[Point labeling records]
--------------------

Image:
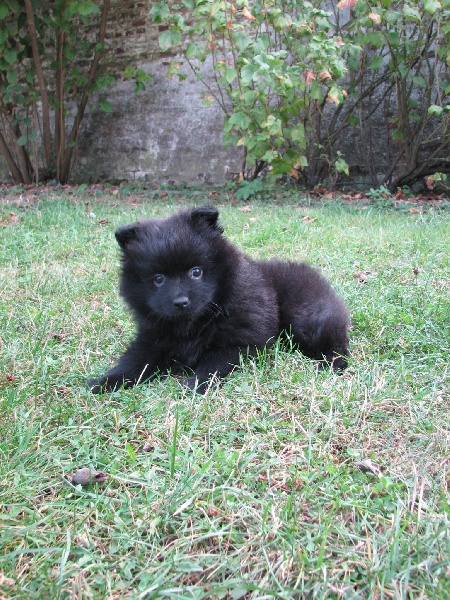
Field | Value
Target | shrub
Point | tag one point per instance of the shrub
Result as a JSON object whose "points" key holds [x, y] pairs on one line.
{"points": [[292, 78]]}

--------------------

#### Exercise
Output every line of the records above word for word, omitting the pictures.

#### Worked answer
Image:
Field | Value
Target | shrub
Point | tag one point per instance of the shrub
Result as a JSON object whose "points" key holds [x, y] pairs on one line.
{"points": [[292, 78]]}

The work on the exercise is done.